Image location labeling entries >>
-- begin --

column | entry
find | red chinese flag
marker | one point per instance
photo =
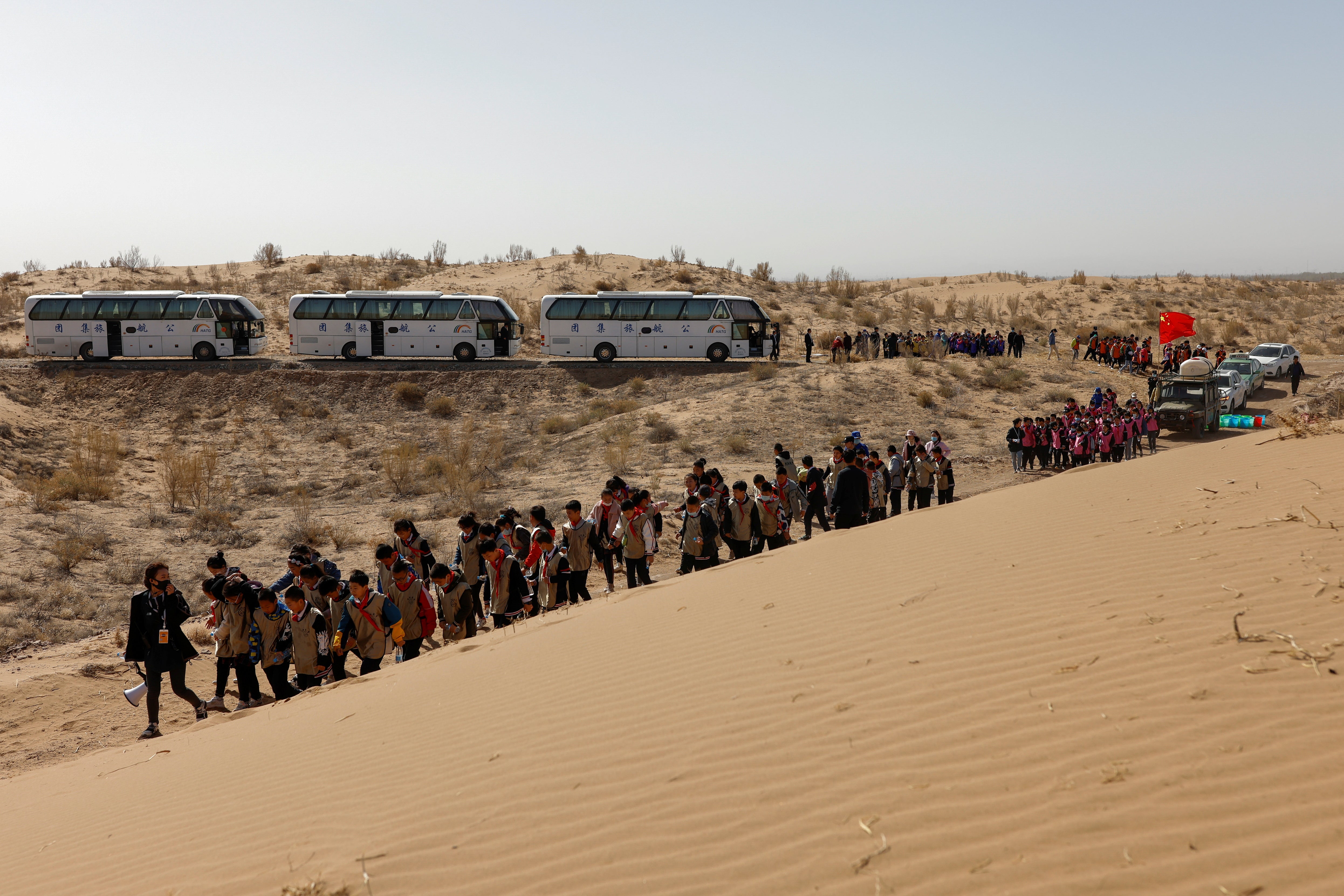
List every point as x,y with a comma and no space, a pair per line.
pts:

-- end --

OBJECTIVE >>
Filter the data above and copy each line that contains the word "point". Treat case as significant.

THE RESPONSE >>
marker | one point per instance
List every point as x,y with a comma and no space, a pair per line.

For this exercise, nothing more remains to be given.